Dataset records
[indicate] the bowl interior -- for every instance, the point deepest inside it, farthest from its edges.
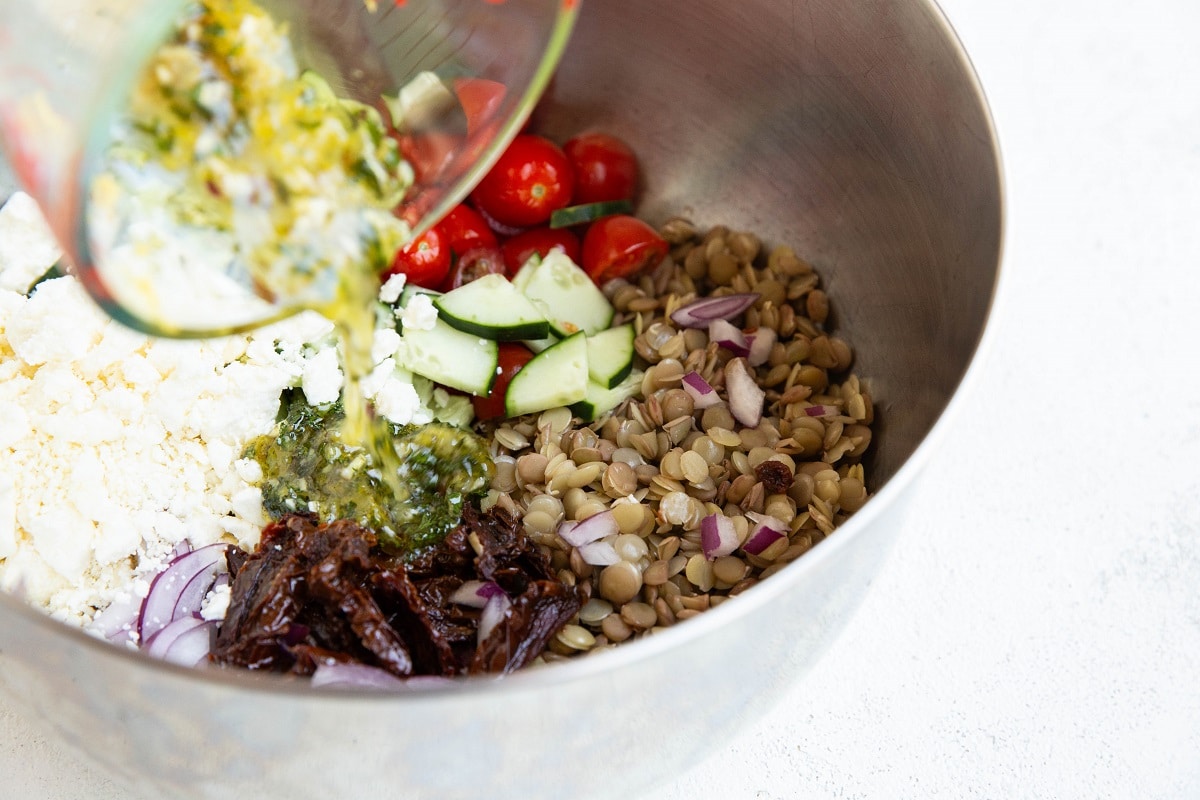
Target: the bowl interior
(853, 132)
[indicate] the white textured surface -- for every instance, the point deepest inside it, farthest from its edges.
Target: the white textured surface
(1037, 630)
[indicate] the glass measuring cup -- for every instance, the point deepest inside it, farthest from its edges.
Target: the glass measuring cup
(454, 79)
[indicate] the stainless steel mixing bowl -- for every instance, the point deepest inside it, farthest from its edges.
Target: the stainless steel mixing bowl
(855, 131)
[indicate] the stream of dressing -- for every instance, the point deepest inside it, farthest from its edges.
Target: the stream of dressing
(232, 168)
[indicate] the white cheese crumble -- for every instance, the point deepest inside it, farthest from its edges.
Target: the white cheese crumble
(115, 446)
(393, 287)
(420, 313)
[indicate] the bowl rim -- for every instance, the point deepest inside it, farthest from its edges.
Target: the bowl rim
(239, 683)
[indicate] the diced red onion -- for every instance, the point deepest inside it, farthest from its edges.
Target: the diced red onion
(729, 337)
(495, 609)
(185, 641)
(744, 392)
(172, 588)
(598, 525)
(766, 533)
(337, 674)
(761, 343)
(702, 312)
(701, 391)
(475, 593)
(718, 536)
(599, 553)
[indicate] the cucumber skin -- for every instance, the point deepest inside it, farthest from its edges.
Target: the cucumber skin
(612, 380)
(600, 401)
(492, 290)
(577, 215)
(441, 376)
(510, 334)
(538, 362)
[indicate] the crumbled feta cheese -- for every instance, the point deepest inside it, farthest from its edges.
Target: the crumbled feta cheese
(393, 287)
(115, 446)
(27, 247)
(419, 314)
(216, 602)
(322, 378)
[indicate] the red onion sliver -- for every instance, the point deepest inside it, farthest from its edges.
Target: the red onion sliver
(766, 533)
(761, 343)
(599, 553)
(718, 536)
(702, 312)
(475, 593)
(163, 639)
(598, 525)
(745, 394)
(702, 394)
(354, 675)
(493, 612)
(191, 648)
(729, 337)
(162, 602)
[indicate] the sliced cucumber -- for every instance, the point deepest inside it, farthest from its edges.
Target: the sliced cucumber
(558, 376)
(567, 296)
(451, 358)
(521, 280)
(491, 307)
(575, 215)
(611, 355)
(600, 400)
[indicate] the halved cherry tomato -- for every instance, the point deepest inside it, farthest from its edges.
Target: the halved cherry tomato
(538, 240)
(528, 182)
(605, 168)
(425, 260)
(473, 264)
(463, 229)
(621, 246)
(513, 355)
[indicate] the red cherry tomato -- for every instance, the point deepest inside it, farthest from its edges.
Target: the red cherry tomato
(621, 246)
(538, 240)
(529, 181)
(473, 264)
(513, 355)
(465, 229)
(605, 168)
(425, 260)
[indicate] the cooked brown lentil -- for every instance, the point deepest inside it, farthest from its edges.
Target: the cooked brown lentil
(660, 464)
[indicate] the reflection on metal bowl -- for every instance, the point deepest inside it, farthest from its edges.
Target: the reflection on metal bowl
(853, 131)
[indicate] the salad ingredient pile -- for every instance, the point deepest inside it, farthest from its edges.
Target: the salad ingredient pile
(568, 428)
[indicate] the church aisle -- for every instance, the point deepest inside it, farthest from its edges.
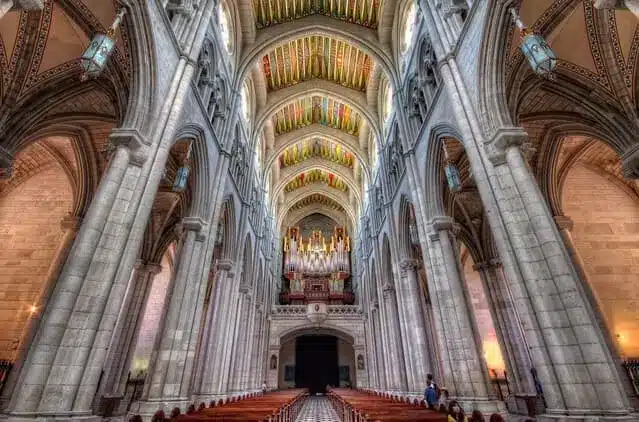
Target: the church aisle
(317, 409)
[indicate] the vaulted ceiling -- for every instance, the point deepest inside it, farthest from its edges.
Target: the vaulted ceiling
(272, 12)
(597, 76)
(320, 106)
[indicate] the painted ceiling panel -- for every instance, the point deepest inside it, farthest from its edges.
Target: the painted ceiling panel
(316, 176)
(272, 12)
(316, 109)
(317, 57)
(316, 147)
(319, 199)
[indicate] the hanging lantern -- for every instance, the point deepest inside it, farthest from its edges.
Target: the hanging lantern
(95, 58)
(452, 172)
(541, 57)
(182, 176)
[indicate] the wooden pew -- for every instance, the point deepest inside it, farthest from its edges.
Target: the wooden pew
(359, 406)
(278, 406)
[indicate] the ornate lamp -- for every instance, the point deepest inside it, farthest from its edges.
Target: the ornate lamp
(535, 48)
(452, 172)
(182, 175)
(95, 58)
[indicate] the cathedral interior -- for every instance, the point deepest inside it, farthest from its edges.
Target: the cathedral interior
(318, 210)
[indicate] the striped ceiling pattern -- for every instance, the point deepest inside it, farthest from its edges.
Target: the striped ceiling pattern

Directions for this task :: Copy each item above with "farthest from its edges" changed to "most distant from its boundary" everywhere it occurs and everything else left as it is. Leave out the pictures.

Solution to this task ::
[indicate] the bowl interior -- for every instance, the point deepest inside it, most distant from its boundary.
Target: the bowl interior
(853, 132)
[indicate] the white textured surface -- for every instance, the point deepest inside it, most distant from its boundary.
Target: the white textured surface
(1037, 630)
[indicate] the glass measuring cup -- for every instance, the point deepest inside it, most distant from its boundary.
Target: the glass measuring cup
(454, 79)
[indicate] the stainless steel mixing bowl -- for every instance, the point deepest inside it, most distant from its boundary.
Target: the stainless steel mixing bowl
(855, 131)
[indicate] the stream of dressing -- for every instance, the point deepest inside it, most distant from its boundary.
Target: the stream of dressing
(232, 168)
[indicate] the white cheese crumble -- for every instance, the point deepest inside it, most distant from its boundary.
Target: the white cheese crumble
(115, 446)
(393, 287)
(420, 313)
[indicate] the bowl rim -- for every instance, the point deepest inside it, most distant from its boundary.
Target: the bowl rim
(239, 683)
[indicate] the diced red onion -- for every instance, the point deepest inside it, most distant from its boundary.
Target: the diced red onion
(729, 337)
(495, 609)
(185, 641)
(744, 392)
(172, 588)
(598, 525)
(766, 533)
(337, 674)
(761, 343)
(702, 312)
(701, 391)
(475, 593)
(718, 536)
(599, 553)
[indicate] the cucumber skin -- for every instance, the point deepest inside it, most distant from its boundary.
Target: the cucumber skin
(612, 380)
(600, 401)
(492, 290)
(577, 215)
(441, 376)
(510, 334)
(538, 362)
[indicate] the crumbled feta cheese -- for every instance, the point deepest inside it, most distant from its boundary.
Target: the crumbled feta cheese
(393, 287)
(115, 446)
(27, 247)
(419, 314)
(216, 602)
(322, 378)
[indicate] the red onion sliver -- for every instance, the point deepest inside it, most distant from its boundary.
Target: the red onion sliver
(766, 533)
(761, 343)
(599, 553)
(718, 536)
(702, 312)
(475, 593)
(163, 639)
(598, 525)
(745, 394)
(702, 394)
(354, 675)
(493, 612)
(191, 648)
(729, 337)
(162, 602)
[indicate] the sliced cucumber -- for every instance, the point deepest inside it, most distant from its boundary.
Target: the sliced cucumber
(558, 376)
(567, 296)
(451, 358)
(521, 280)
(491, 307)
(575, 215)
(611, 355)
(600, 400)
[indicate] the halved cherry tomato -- for every instance, the point deepest inside it, most distant from its boundary.
Target: the halved cherry tomato
(538, 240)
(528, 182)
(605, 168)
(425, 260)
(473, 264)
(463, 229)
(621, 246)
(513, 355)
[indicate] the red cherry tomato -- for every instance, the point deepest inside it, most distant from its boundary.
Target: the red cherry tomato
(621, 246)
(538, 240)
(529, 181)
(473, 264)
(513, 355)
(465, 229)
(605, 168)
(425, 260)
[indicate] the cooked brown lentil -- for every instance, the point deepest inside it, most distant from its boundary.
Target: the cooked brown lentil
(660, 464)
[indicate] the reflection on metal bowl -- for every instance, the point deepest inside it, most distant from its boundary.
Target: the reflection on metal bowl
(853, 131)
[indicate] the salad ingredient pile -- for every instance, the point deepest inside it, most distant from its boundary.
Target: the salad ingredient pile
(568, 428)
[indicate] the church aisle -- for every instance, the point deepest inside it, most distant from its boundary.
Target: the church aisle
(317, 409)
[indicate] the vaulted ceiling -- for every instance, the point deepest inside it, most distant from its boundary.
Target: the vaulted ceiling
(272, 12)
(597, 76)
(320, 106)
[indicate] the painted ceiling panel -- for every instance, the point deepest inside it, most distant from its boundary.
Target: the painted ceiling panel
(316, 176)
(272, 12)
(316, 109)
(317, 57)
(316, 147)
(319, 199)
[indicate] the hanging lantern -- for every instance, the point deepest inside it, most distant from its boundary.
Target: the hanging lantern
(95, 58)
(452, 172)
(541, 57)
(182, 176)
[indicate] the wooden pew -- for every instance, the point deepest inside it, most distant from its boundary.
Target: the wooden pew
(359, 406)
(278, 406)
[indicate] the ornate lamp -- for every instance, the point deepest inside it, most distant from its boundary.
Target: the ornate lamp
(535, 48)
(452, 172)
(182, 175)
(95, 58)
[indicate] the cathedral interior -- for every instance, the point deepest inside it, most distant from its boundary.
Target: the cathedral interior
(318, 210)
[indicate] the striped ceiling pattern -- for every instance, the point deepest inside it, most distant from its boundary.
Target: the striped ceiling pattern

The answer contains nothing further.